Extract to read:
By KRISTIN WEBER-FAHR
The little girl had dark, curly pigtails, and a yellow Star of David on her red dress. She was six or seven years old. We passed each other every morning. She went along Fulda's Kunzeller Street to the Jewish school. I went down Edelzeller Street to the town school. Where the two streets crossed, we met. But I didn't even know her name.
I once tried to call one of my dolls Ruth. My mother said Jutta would be better, as Ruth was a Jewish name. Then, with a strange, sad hesitation in her voice, she explained to me the significance of the yellow star on the girl's red dress. And that was when I began thinking of her as Ruth.
Fulda, the town of St Boniface, who brought Christianity to Germany in 750, had an old Jewish tradition. The average Jewish population in pre-Nazi Germany was 0.9 per cent, but in Fulda was more than four per cent. There were more than 100 children in every grade at the Jewish school before 1939. As business people and artisans the Jews were well respected.
Then came the Nazi terror. Our Jewish fellow citizens gradually disappeared. To begin with, the old Jewish families laughed at the danger. Only when the synagogue burnt down in 1938 did they recognize how serious things were. 950 of the 1,500 Jews in Fulda had already emigrated. Then a number left hurriedly, and at the same time the Gestapo began deporting others. This went on until 5 September 1942, when the last remaining `victims' were collected from the `Jew houses', driven to the station and from there taken in goods wagons to Theresienstadt via Kassel - to death.
Why had my little friend whom I called Ruth stopped going to school? Was she ill? What did I know except that Ruth was different from me? We were both too shy to speak to each other. And yet I would have so liked to play with her.

Data lines:
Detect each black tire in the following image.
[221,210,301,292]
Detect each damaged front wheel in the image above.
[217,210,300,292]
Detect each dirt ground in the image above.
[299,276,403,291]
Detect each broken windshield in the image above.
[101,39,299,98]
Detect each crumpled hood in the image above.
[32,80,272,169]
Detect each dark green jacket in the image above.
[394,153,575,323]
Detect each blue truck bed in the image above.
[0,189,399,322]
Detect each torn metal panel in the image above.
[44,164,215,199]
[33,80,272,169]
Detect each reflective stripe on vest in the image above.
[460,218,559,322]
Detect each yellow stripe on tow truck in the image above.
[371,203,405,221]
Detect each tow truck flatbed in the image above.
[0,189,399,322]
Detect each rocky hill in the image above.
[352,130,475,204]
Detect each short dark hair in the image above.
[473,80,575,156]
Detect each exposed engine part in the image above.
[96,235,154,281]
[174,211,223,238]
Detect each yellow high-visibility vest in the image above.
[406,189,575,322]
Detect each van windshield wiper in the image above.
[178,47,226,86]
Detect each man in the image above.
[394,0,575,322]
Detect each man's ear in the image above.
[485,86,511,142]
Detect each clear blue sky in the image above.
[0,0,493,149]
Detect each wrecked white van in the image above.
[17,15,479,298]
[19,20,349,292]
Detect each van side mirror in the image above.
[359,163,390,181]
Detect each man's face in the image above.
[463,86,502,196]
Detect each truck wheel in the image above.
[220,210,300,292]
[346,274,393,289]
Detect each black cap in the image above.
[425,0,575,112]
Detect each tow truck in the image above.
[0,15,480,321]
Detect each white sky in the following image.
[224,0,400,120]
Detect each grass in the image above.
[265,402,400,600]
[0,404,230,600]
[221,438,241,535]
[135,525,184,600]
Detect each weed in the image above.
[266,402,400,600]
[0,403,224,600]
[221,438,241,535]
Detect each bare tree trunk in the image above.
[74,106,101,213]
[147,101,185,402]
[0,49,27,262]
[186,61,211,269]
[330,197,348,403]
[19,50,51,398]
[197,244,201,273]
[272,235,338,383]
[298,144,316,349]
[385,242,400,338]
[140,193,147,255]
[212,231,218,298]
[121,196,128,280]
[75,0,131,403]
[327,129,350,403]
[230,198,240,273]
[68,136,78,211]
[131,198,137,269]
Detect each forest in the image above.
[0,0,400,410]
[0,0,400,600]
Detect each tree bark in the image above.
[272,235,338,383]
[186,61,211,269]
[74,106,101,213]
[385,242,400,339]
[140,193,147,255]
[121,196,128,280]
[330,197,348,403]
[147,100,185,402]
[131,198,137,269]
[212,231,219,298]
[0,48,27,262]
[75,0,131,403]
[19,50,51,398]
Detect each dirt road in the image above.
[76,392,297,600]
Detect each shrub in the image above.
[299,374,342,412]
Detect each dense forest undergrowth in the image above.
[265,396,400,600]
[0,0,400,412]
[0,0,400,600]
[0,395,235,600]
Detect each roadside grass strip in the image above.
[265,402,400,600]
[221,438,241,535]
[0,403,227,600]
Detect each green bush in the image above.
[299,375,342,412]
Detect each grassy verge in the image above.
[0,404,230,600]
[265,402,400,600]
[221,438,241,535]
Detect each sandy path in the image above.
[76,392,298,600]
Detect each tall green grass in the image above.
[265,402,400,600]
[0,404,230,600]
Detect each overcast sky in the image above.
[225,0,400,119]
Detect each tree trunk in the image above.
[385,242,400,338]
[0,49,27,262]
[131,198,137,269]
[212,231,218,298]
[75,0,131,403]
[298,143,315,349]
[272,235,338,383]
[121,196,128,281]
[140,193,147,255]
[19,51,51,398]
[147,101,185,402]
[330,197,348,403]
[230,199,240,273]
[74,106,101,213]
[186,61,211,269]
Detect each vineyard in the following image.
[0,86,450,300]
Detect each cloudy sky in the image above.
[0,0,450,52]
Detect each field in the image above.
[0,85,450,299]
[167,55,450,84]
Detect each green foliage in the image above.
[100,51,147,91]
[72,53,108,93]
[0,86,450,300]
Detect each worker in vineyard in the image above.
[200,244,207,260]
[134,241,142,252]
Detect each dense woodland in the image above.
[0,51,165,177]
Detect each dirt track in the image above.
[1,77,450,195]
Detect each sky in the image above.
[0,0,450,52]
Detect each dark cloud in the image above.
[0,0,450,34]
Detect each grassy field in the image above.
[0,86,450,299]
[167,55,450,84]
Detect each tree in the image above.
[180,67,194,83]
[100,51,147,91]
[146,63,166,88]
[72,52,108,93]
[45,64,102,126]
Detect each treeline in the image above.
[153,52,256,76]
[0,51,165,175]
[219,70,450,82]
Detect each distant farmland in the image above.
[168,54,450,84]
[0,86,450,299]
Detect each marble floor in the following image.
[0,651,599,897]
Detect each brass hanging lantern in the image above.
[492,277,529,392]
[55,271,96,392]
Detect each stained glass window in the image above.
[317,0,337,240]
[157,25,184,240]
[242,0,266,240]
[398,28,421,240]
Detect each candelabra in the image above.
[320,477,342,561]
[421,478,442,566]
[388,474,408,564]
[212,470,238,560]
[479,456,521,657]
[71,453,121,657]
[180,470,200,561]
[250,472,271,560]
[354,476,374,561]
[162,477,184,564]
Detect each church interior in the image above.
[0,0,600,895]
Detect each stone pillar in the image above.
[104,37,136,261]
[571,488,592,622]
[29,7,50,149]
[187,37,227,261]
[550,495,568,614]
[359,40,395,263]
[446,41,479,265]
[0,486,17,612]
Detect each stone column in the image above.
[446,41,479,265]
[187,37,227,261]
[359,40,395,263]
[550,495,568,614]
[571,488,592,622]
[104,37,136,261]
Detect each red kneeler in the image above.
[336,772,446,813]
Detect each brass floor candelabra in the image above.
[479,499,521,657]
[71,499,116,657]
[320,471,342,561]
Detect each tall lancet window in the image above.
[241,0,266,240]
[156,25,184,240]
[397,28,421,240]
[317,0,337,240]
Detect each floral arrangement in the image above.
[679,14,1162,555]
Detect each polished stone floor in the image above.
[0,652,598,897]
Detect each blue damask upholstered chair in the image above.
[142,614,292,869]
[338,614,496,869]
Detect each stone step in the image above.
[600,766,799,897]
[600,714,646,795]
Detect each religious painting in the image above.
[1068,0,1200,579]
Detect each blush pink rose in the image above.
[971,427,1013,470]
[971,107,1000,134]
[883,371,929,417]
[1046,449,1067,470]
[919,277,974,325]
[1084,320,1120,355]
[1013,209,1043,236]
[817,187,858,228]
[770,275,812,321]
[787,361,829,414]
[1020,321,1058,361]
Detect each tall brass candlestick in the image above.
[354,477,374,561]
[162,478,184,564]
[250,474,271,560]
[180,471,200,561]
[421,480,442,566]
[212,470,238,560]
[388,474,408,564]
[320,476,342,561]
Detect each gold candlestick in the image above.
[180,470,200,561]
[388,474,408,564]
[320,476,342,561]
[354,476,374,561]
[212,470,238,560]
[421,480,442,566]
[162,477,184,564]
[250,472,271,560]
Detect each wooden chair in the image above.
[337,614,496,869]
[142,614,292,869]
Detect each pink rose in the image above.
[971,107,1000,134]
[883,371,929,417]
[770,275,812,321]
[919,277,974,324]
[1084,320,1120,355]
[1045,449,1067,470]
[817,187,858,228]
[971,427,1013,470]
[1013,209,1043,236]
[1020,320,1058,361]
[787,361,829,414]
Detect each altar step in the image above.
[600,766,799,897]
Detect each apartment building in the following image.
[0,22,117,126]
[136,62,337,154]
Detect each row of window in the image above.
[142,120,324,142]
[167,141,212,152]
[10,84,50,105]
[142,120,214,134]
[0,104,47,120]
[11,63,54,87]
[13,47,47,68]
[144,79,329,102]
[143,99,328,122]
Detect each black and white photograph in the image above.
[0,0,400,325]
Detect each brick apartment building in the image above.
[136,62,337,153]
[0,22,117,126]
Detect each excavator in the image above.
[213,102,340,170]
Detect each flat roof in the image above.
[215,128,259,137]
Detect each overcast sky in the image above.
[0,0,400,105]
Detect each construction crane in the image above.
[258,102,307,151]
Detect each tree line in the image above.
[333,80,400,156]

Task requirements: Give every year mentioned in the recollection of Fulda and the girl called Ruth, in the order the years appear.

Answer to the problem: 750, 1939, 1938, 1942